> [Brief]:
Reproduce every one of the rows below character for character, without changing anything.

[Stored items]
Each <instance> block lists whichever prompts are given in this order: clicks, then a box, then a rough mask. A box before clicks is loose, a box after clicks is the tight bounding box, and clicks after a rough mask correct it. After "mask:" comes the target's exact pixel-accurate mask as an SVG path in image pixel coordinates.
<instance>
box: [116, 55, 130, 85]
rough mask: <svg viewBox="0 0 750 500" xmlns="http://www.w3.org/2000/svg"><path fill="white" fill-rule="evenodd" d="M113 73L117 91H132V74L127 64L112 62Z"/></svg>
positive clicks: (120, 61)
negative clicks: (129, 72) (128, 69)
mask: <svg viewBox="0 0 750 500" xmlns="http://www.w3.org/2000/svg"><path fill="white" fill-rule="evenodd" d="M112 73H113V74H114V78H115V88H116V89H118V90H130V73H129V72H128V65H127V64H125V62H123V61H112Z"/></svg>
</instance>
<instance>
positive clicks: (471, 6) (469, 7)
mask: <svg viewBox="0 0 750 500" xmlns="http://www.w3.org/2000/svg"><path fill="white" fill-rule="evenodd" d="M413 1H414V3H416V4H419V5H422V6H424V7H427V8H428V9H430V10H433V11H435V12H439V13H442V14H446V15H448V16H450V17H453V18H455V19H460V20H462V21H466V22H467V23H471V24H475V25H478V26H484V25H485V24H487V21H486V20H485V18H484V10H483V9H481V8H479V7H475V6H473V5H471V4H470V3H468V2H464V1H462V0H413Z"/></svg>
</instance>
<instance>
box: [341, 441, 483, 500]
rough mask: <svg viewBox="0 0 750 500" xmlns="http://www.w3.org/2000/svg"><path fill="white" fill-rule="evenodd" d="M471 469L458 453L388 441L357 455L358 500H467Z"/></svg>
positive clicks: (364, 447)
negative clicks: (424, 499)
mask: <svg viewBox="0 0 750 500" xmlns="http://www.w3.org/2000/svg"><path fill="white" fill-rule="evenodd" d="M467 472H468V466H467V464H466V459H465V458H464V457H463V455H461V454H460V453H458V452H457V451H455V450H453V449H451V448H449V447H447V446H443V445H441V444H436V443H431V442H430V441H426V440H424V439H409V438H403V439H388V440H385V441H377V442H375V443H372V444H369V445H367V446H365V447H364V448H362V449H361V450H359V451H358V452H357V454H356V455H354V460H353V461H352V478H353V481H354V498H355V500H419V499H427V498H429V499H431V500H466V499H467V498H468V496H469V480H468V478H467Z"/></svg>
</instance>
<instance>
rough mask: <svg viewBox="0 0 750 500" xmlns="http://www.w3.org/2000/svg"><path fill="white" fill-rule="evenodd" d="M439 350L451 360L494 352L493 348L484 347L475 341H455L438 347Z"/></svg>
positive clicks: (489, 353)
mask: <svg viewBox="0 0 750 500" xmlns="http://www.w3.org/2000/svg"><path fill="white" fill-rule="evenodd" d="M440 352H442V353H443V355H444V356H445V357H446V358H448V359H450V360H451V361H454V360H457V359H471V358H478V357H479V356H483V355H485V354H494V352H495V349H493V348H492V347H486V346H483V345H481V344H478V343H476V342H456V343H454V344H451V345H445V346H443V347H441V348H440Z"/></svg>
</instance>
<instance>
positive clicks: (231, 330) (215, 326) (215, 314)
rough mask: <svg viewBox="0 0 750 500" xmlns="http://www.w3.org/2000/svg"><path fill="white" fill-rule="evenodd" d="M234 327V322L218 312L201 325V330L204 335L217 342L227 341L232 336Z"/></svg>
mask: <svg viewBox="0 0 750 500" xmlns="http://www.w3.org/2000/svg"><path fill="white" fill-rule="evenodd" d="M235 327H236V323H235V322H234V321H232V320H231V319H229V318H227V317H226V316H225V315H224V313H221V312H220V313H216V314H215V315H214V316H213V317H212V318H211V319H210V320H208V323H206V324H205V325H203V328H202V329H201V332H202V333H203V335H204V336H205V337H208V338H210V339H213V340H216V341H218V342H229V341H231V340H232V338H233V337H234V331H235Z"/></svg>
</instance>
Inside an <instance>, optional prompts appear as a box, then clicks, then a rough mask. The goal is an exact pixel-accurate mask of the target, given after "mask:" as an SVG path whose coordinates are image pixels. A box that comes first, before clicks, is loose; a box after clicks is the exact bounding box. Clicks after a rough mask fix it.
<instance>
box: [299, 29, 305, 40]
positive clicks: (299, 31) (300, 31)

> [Response to this task]:
Each <instance> block lists whichever prompts are given in this order: clicks, then a box, then a rough mask. A box before clicks is loose, a box after clicks is the tight bounding box, and clicks after a rough mask correct it. After "mask:" comes the target's exact pixel-accurate mask as an SVG path in image pixel coordinates.
<instance>
box: [116, 55, 130, 85]
rough mask: <svg viewBox="0 0 750 500" xmlns="http://www.w3.org/2000/svg"><path fill="white" fill-rule="evenodd" d="M113 73L117 91H132V74L127 64L112 62Z"/></svg>
positive clicks: (120, 61)
negative clicks: (129, 72) (128, 69)
mask: <svg viewBox="0 0 750 500" xmlns="http://www.w3.org/2000/svg"><path fill="white" fill-rule="evenodd" d="M112 73H113V74H114V78H115V88H116V89H118V90H130V73H129V72H128V65H127V64H125V62H123V61H112Z"/></svg>
</instance>
<instance>
positive clicks: (471, 6) (469, 7)
mask: <svg viewBox="0 0 750 500" xmlns="http://www.w3.org/2000/svg"><path fill="white" fill-rule="evenodd" d="M413 1H414V3H416V4H419V5H422V6H424V7H427V8H428V9H430V10H433V11H435V12H439V13H442V14H446V15H448V16H450V17H453V18H455V19H460V20H462V21H466V22H467V23H471V24H475V25H478V26H484V25H485V24H487V21H486V20H485V18H484V10H483V9H481V8H479V7H475V6H473V5H471V4H470V3H468V2H464V1H462V0H413Z"/></svg>
</instance>
<instance>
box: [341, 441, 483, 500]
rough mask: <svg viewBox="0 0 750 500" xmlns="http://www.w3.org/2000/svg"><path fill="white" fill-rule="evenodd" d="M471 469L458 453L388 441L357 455L358 500H467Z"/></svg>
positive clicks: (364, 447)
negative clicks: (424, 499)
mask: <svg viewBox="0 0 750 500" xmlns="http://www.w3.org/2000/svg"><path fill="white" fill-rule="evenodd" d="M467 472H468V466H467V464H466V459H465V458H464V457H463V455H461V454H460V453H458V452H457V451H455V450H453V449H451V448H449V447H447V446H443V445H441V444H436V443H431V442H430V441H426V440H424V439H409V438H403V439H388V440H385V441H377V442H375V443H372V444H369V445H367V446H365V447H364V448H362V449H361V450H359V451H358V452H357V454H356V455H354V460H353V461H352V478H353V481H354V498H355V500H419V499H427V498H429V499H431V500H466V499H467V498H468V496H469V480H468V478H467Z"/></svg>
</instance>
<instance>
rough mask: <svg viewBox="0 0 750 500" xmlns="http://www.w3.org/2000/svg"><path fill="white" fill-rule="evenodd" d="M439 350L451 360L494 352L493 348L484 347L475 341H455L438 347Z"/></svg>
positive clicks: (489, 353)
mask: <svg viewBox="0 0 750 500" xmlns="http://www.w3.org/2000/svg"><path fill="white" fill-rule="evenodd" d="M440 352H442V353H443V355H444V356H445V357H446V358H448V359H450V360H451V361H454V360H457V359H471V358H478V357H479V356H483V355H485V354H494V352H495V349H493V348H492V347H486V346H483V345H481V344H478V343H476V342H456V343H454V344H451V345H445V346H443V347H441V348H440Z"/></svg>
</instance>
<instance>
positive clicks: (231, 330) (215, 326) (215, 314)
rough mask: <svg viewBox="0 0 750 500" xmlns="http://www.w3.org/2000/svg"><path fill="white" fill-rule="evenodd" d="M234 327V322L218 312L201 325V330L204 335L217 342L227 341L232 336Z"/></svg>
mask: <svg viewBox="0 0 750 500" xmlns="http://www.w3.org/2000/svg"><path fill="white" fill-rule="evenodd" d="M235 327H236V323H235V322H234V321H232V320H231V319H229V318H227V317H226V316H225V315H224V313H221V312H220V313H216V314H215V315H214V316H213V317H212V318H211V319H210V320H208V323H206V324H205V325H203V328H202V329H201V332H202V333H203V335H204V336H205V337H208V338H210V339H213V340H216V341H218V342H229V341H231V340H232V338H233V337H234V331H235Z"/></svg>
</instance>
Inside an <instance>, optional prompts appear as a box, then clicks, then a rough mask. The goal is an exact pixel-accurate mask of the target, given after "mask:" as an SVG path whose coordinates are image pixels. A box that comes first, before clicks, is loose; a box after clicks is the exact bounding box. Clicks after a rough mask fix it.
<instance>
box: [299, 29, 305, 40]
positive clicks: (299, 31) (300, 31)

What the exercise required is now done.